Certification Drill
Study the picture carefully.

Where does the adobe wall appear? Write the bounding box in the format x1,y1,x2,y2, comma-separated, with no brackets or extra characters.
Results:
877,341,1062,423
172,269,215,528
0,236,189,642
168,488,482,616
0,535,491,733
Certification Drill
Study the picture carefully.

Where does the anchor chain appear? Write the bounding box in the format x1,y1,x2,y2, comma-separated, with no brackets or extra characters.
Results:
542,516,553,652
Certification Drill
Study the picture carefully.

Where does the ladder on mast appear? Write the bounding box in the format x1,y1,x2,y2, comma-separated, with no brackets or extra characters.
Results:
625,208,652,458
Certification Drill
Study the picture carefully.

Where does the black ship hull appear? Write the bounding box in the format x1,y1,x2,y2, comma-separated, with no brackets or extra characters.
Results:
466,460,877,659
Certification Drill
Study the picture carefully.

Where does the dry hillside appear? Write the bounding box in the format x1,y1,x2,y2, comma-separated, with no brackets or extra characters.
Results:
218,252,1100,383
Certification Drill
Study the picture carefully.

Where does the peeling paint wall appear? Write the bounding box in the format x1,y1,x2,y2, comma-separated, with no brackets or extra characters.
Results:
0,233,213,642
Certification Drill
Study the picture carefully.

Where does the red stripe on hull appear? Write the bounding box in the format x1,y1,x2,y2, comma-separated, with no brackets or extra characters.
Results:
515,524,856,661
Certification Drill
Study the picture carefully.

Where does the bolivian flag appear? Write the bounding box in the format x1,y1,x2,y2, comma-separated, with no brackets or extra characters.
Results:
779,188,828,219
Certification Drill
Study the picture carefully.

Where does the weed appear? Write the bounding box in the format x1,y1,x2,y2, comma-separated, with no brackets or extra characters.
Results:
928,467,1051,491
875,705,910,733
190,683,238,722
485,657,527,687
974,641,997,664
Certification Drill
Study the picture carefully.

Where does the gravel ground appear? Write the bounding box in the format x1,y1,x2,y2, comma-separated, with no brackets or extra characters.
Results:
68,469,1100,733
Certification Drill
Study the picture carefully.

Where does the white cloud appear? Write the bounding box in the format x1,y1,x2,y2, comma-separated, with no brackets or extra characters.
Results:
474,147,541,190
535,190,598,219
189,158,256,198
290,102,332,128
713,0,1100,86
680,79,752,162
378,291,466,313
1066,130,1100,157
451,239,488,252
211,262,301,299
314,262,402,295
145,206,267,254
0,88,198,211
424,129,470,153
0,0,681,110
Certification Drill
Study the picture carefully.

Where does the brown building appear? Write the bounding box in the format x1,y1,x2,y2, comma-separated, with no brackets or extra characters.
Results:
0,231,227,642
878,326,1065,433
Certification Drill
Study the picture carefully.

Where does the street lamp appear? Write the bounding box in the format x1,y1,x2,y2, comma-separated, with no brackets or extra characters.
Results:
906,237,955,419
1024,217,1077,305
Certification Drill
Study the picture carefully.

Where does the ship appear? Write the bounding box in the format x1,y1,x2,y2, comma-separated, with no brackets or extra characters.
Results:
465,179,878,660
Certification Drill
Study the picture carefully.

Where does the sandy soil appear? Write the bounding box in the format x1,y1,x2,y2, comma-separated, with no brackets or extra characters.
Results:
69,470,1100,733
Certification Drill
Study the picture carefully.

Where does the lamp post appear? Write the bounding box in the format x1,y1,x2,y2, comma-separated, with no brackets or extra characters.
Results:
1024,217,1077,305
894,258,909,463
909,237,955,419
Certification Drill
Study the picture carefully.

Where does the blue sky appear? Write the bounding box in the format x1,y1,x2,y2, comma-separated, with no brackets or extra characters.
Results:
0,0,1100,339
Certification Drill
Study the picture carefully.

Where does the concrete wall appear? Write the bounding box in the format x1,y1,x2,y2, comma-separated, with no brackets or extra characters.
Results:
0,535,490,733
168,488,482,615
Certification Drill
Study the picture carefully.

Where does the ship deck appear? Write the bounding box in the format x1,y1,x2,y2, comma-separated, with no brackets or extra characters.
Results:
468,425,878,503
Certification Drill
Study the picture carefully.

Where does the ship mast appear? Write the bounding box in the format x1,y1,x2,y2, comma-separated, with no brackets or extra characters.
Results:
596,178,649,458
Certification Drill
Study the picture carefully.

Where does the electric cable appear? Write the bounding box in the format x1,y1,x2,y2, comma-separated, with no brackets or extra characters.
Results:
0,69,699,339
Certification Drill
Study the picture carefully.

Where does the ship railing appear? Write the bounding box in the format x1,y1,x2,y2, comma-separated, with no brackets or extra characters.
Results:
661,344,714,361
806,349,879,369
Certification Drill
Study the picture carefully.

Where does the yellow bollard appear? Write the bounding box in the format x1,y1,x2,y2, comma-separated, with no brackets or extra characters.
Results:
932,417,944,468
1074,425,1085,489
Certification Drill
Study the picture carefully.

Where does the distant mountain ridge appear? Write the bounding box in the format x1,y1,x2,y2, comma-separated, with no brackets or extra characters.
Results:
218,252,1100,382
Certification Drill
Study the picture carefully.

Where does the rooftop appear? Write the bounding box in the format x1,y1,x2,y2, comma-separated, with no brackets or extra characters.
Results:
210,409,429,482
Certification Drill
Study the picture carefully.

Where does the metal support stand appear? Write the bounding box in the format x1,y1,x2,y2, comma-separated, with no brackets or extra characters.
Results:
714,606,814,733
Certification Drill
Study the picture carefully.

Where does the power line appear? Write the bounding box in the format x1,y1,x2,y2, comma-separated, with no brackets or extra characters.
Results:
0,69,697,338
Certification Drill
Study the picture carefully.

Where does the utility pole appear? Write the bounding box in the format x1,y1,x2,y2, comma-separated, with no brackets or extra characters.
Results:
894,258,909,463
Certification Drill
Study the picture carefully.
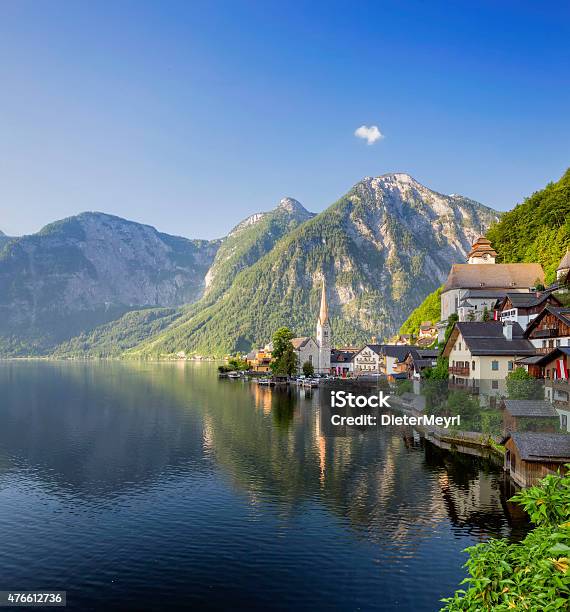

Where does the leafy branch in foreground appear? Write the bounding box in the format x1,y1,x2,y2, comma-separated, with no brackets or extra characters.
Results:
443,464,570,612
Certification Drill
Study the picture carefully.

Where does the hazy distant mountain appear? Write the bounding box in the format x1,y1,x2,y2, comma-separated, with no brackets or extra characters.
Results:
0,213,220,354
125,173,498,354
0,174,498,355
55,198,314,356
0,230,14,251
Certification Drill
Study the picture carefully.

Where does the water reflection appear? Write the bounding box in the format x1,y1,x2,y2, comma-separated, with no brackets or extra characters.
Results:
0,363,525,610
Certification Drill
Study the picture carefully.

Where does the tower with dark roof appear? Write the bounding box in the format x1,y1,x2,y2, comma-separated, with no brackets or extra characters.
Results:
317,278,331,374
467,236,497,264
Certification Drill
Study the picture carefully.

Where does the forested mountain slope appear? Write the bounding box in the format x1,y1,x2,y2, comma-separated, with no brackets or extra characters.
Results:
400,169,570,334
129,173,497,355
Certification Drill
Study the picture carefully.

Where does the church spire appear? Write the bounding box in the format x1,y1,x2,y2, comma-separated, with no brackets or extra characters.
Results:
319,278,329,325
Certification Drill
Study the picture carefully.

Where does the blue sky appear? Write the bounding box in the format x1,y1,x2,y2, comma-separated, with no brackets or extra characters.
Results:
0,0,570,238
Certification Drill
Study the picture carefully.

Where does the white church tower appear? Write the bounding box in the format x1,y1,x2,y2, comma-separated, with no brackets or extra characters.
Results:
316,278,331,374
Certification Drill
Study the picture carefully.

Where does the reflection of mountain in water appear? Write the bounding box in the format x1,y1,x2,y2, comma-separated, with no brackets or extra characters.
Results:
0,363,524,554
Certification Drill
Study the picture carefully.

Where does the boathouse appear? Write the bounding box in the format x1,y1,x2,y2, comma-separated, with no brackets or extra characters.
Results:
502,432,570,487
500,399,560,436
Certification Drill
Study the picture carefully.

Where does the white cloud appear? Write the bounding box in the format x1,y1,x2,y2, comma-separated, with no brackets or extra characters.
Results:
354,125,384,144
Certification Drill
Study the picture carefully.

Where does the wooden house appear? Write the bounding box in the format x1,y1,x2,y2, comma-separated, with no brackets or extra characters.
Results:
404,348,439,378
496,291,562,329
525,306,570,354
500,399,559,436
502,432,570,487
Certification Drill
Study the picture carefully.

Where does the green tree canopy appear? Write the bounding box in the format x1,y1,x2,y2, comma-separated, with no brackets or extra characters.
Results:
271,327,293,361
303,361,315,376
506,367,544,399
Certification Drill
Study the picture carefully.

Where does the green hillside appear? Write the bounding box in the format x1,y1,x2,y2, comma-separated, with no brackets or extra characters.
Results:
128,175,496,356
487,168,570,283
400,286,443,337
400,169,570,334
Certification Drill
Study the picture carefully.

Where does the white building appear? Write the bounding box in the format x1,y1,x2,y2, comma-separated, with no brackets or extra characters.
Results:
353,344,383,375
291,280,331,374
443,321,536,397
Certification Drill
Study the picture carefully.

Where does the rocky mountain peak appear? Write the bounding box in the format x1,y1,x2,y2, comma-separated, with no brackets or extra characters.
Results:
277,197,309,215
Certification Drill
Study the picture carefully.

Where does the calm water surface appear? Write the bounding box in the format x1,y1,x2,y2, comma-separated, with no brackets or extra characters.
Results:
0,362,525,611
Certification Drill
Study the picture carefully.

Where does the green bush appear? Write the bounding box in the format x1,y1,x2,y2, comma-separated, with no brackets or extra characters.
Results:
443,464,570,612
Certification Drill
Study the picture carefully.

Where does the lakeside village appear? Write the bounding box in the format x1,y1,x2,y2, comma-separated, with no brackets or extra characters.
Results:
220,237,570,487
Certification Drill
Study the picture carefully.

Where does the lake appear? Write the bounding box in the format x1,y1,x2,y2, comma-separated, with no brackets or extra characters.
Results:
0,362,526,611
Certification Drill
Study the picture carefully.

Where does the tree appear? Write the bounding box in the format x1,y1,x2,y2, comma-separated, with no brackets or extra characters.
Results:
443,465,570,612
423,357,449,380
443,312,459,346
506,367,544,399
303,361,315,376
228,355,249,371
271,327,293,361
271,342,298,376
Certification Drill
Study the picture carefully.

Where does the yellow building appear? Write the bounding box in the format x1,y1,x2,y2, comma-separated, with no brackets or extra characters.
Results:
443,321,536,397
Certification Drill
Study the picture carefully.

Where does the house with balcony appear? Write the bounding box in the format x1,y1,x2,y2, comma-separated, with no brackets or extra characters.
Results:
331,348,358,378
245,345,272,372
437,237,544,342
380,344,410,380
525,305,570,354
353,344,382,375
501,431,570,487
517,346,570,431
442,321,536,405
495,291,562,329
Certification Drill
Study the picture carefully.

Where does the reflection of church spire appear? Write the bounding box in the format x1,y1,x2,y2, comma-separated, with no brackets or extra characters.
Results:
319,277,329,325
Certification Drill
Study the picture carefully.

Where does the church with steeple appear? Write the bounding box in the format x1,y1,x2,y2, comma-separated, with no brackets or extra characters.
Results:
291,279,332,374
315,279,331,374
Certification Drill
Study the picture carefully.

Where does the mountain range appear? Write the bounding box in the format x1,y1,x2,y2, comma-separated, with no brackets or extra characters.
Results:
400,169,570,335
0,173,499,356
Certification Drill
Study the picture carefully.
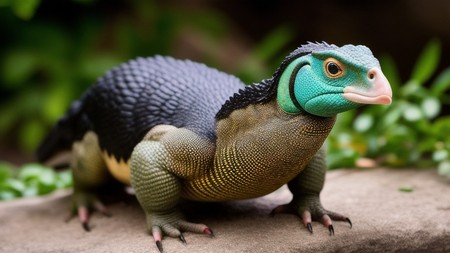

- _REQUIRED WORK_
Swap "adobe wall" for "brick wall" in everything from the start of the data down to the line containing "0,535,491,733", and give those lines again with nothing else altered.

- _SOLVED EXERCISE_
Certification Drill
Study the picture carefully.

Where does the brick wall appear? Write the bounding box in the format x1,y1,x2,y2, comma-separated, with no brackets or extra characters.
Results:
877,341,1062,423
172,269,215,528
0,236,189,642
168,488,482,616
0,535,491,733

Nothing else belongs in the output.